Set task: Which lines in the material below contain the word "mountain", with case counting? Locate each one and copy it in full.

Dataset rows:
========================
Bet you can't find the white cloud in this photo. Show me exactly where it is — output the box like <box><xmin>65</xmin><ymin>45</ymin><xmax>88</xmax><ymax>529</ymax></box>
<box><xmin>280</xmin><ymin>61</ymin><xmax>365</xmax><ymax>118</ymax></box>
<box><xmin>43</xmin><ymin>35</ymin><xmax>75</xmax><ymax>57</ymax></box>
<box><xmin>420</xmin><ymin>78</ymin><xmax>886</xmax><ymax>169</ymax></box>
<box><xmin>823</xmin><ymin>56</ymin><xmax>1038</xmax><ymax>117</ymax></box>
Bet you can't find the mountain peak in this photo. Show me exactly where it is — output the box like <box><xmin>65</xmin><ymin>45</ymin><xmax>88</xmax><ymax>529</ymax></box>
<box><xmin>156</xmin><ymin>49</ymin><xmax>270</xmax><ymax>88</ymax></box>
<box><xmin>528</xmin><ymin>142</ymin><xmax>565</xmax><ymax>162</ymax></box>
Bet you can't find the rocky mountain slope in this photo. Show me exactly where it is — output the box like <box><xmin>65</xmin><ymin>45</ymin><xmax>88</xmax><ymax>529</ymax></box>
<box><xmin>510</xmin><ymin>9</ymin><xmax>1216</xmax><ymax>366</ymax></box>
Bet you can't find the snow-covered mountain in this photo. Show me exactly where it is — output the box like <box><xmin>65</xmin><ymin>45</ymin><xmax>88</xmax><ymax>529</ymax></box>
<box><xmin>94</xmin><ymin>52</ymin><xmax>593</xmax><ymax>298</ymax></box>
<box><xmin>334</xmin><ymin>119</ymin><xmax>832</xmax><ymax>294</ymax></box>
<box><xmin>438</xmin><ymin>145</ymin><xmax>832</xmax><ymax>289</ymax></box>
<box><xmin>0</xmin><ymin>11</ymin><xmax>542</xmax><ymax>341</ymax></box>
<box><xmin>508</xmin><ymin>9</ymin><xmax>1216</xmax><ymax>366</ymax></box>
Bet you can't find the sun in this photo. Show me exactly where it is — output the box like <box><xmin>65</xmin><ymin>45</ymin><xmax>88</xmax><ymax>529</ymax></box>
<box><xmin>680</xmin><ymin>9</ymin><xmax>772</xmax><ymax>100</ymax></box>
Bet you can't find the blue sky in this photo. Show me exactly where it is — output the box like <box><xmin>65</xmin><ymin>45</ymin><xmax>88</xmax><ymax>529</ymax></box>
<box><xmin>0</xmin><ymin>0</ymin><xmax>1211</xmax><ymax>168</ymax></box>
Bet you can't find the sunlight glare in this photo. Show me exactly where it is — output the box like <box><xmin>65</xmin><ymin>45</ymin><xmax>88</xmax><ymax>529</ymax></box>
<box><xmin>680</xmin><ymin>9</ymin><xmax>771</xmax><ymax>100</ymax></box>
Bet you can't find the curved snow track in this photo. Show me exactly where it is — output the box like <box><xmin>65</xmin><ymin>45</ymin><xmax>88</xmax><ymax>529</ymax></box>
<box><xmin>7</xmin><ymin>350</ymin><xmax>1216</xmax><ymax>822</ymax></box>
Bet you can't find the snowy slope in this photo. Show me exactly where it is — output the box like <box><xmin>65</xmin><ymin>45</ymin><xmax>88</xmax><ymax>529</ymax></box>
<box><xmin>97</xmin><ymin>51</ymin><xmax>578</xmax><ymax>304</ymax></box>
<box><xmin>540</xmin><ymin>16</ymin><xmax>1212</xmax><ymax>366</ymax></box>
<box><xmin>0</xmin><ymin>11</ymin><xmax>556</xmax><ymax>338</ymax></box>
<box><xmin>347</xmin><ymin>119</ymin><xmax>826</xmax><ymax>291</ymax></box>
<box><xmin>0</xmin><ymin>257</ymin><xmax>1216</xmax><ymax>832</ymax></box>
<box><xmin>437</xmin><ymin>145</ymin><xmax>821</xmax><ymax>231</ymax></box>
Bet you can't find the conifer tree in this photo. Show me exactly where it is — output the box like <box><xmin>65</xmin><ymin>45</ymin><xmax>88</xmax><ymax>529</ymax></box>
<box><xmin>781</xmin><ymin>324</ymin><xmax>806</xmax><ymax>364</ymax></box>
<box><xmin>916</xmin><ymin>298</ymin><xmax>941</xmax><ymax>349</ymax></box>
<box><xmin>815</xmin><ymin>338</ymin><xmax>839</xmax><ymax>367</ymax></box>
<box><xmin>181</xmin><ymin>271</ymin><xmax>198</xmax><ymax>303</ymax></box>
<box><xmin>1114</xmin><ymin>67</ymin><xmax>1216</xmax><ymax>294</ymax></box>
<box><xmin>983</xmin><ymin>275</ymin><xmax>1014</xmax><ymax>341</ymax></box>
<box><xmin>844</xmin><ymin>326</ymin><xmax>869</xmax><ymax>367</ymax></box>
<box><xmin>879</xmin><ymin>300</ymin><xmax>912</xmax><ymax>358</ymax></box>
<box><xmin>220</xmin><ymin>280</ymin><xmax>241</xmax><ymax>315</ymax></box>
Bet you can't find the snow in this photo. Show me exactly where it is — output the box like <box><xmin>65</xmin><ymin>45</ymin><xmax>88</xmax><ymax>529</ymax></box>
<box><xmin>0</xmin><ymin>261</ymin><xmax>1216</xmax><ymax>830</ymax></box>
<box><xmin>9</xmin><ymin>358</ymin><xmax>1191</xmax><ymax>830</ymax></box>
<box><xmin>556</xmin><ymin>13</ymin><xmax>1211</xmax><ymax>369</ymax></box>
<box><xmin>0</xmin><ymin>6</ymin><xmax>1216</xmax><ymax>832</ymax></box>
========================
Task solution:
Bet you can't find the mountain peak in this photo. Show me exactly where it is — output the box like <box><xmin>65</xmin><ymin>45</ymin><xmax>88</xmax><ymax>529</ymax></box>
Bet you can't find the rocky mountain slope in this photo. Show me exactly where it is — output the box like <box><xmin>65</xmin><ymin>45</ymin><xmax>88</xmax><ymax>529</ymax></box>
Bet you can't find the snow-covered mountain in this photo. Show me exactly where it is — output the box like <box><xmin>65</xmin><ymin>45</ymin><xmax>88</xmax><ymax>529</ymax></box>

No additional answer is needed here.